**Available data**.
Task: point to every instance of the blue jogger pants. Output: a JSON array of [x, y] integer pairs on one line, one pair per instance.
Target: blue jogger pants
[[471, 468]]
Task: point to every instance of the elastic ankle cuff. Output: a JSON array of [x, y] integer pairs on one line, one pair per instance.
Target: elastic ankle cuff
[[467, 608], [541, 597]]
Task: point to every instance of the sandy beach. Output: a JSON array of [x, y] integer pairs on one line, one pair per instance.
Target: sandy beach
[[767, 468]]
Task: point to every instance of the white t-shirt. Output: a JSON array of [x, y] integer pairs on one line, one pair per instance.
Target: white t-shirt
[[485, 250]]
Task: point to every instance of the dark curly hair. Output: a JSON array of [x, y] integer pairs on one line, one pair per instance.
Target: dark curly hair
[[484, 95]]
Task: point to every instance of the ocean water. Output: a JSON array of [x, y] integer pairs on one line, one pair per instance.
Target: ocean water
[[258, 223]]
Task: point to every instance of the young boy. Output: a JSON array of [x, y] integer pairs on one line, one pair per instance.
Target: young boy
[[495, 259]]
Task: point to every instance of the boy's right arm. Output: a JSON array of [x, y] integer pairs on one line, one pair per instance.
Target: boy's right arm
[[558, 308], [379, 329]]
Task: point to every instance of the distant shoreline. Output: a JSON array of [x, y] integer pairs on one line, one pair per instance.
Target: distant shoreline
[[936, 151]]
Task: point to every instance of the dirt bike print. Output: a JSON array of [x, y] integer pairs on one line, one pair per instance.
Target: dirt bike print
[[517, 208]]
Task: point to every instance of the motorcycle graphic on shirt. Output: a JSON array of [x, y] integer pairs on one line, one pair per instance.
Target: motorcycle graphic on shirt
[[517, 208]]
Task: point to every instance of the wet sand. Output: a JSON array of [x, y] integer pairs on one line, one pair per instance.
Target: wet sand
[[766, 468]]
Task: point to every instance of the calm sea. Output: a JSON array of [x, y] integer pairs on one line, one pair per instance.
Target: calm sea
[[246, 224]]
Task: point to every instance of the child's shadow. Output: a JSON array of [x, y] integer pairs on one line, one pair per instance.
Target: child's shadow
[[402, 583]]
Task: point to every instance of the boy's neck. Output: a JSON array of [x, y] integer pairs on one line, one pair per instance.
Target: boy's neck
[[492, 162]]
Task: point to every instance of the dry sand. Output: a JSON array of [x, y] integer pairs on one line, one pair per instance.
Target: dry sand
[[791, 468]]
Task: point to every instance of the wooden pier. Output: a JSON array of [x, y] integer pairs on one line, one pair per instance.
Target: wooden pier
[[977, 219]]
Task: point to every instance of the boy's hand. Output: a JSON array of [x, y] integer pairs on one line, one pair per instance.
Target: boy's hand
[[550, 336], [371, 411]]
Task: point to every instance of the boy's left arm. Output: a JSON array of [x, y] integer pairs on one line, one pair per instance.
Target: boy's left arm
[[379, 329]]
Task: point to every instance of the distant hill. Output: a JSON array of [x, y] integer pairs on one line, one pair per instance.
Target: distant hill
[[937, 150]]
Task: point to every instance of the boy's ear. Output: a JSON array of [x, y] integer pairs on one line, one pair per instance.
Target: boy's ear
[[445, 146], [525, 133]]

**Your task**. Format every line of the records above as a JSON list of strings, one string per line, with blank lines omitted.

**Output**.
[
  "Task: point to every instance of the blue jogger pants. Output: a JSON array of [x, y] integer pairs on one line, one pair per instance.",
  "Target: blue jogger pants",
  "[[471, 468]]",
  "Task: point to every instance of the elastic ankle cuff. Output: a JSON array of [x, y] integer pairs on one line, one pair per instance.",
  "Target: elastic ankle cuff",
  "[[467, 608], [541, 597]]",
  "Task: point to every instance of the sandy beach. Output: a JSON array of [x, y] integer pairs on one line, one pair per instance.",
  "Target: sandy beach",
  "[[767, 468]]",
  "Task: point to every instance of the white t-shirt. Output: a JSON array of [x, y] integer pairs on one line, one pair per instance.",
  "Target: white t-shirt",
  "[[485, 250]]",
  "Task: point to every instance of the dark curly hair. Output: a JSON array of [x, y] integer pairs on one line, one pair per instance.",
  "Target: dark curly hair",
  "[[484, 95]]",
  "Task: point to every instance of the ocean water. Output: a JSON array of [x, y] integer pairs on one line, one pair per instance.",
  "Target: ocean water",
  "[[258, 223]]",
  "Task: point to every instance of the young boy. Output: a JSON array of [x, y] integer pairs on one line, one pair per instance.",
  "Target: young boy",
  "[[495, 259]]",
  "Task: point to every instance of the boy's right arm. Output: a JSON array of [x, y] integer pairs on one line, one pair per instance.",
  "Target: boy's right arm",
  "[[558, 308], [379, 329]]",
  "Task: point to every instance of the distant shoreline. Output: a JSON array of [x, y] integer pairs on one line, one pair per instance.",
  "Target: distant shoreline",
  "[[936, 151]]",
  "Task: point to every instance of the dirt bike print. Output: a JSON array of [x, y] integer pairs on one line, one pair per instance.",
  "Target: dirt bike print",
  "[[517, 208]]",
  "Task: point to every instance of the motorcycle graphic on shirt. Output: a JSON array of [x, y] integer pairs on one line, one pair per instance.",
  "Target: motorcycle graphic on shirt",
  "[[517, 208]]",
  "Task: point to every instance of the wet sand. Output: a JSON array of [x, y] integer pairs on one line, one pair per instance.",
  "Target: wet sand",
  "[[766, 468]]",
  "Task: point to every instance of the calm sea. Output: a JSON array of [x, y] integer pairs on one line, one pair per instance.",
  "Target: calm sea",
  "[[246, 224]]",
  "Task: point to every instance of the child's shadow. Output: a JSON array of [x, y] integer pairs on one line, one pair per instance.",
  "Target: child's shadow",
  "[[402, 583]]",
  "Task: point to every instance of the boy's neck. Output: a JSON array of [x, y] integer pairs on one line, one pair per instance.",
  "Target: boy's neck",
  "[[492, 162]]",
  "Task: point to every instance of the dry sand. Output: a JSON array of [x, y] integer pairs on one line, one pair per instance.",
  "Target: dry sand",
  "[[791, 468]]",
  "Task: point to every instance of the wooden pier. Output: a JSON array of [x, y] integer pairs on one line, one pair per instance.",
  "Target: wooden pier",
  "[[977, 219]]",
  "Task: point to every instance of the boy's hand. Output: a JSON array of [x, y] integer pairs on one line, one pair per instance.",
  "Target: boy's hand",
  "[[550, 336], [371, 411]]",
  "Task: point to every instance of the boy's left arm. Output: a JSON array of [x, y] integer pairs on one line, one pair per instance.",
  "Target: boy's left arm",
  "[[379, 329]]",
  "Task: point to every instance of the distant hill. Output: a JSON array of [x, y] integer pairs on one line, one pair per instance.",
  "Target: distant hill",
  "[[937, 150]]",
  "Task: point to every instance of the boy's ear. Output: a JSON array of [x, y] integer pairs on one line, one pair per instance.",
  "Target: boy's ear",
  "[[445, 146], [525, 133]]"
]